* begin Material shown *

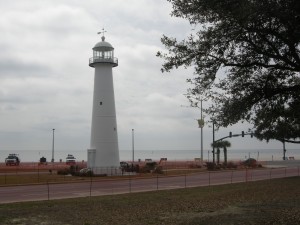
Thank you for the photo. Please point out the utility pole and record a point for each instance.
(213, 141)
(52, 160)
(132, 145)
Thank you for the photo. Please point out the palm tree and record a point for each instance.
(225, 144)
(221, 144)
(217, 145)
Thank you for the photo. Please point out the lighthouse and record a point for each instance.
(103, 154)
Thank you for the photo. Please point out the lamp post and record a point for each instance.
(132, 145)
(52, 160)
(213, 141)
(201, 125)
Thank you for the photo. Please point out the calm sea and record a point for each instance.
(180, 155)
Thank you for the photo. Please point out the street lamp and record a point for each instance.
(201, 125)
(132, 145)
(52, 160)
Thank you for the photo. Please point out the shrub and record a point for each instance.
(150, 166)
(231, 165)
(211, 166)
(63, 172)
(158, 170)
(252, 163)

* end Material shown *

▶ [Job]
Reproduce the part of the records that opens with the line containing "Thank you for the photo. Please point out the calm" and continues through the end of the records, renaming "shrub" to "bush" and leaving everything else unchanged.

▶ [Reply to the task]
Thank you for the photo. Please point out the calm sea and record a point for each instance.
(180, 155)
Thank you for the photo. Please point out the street lamp and record a point for each instance.
(201, 125)
(132, 145)
(52, 160)
Thank you for the photo. Please point out the bush and record a point for each instance.
(150, 166)
(231, 165)
(211, 166)
(63, 172)
(158, 170)
(252, 163)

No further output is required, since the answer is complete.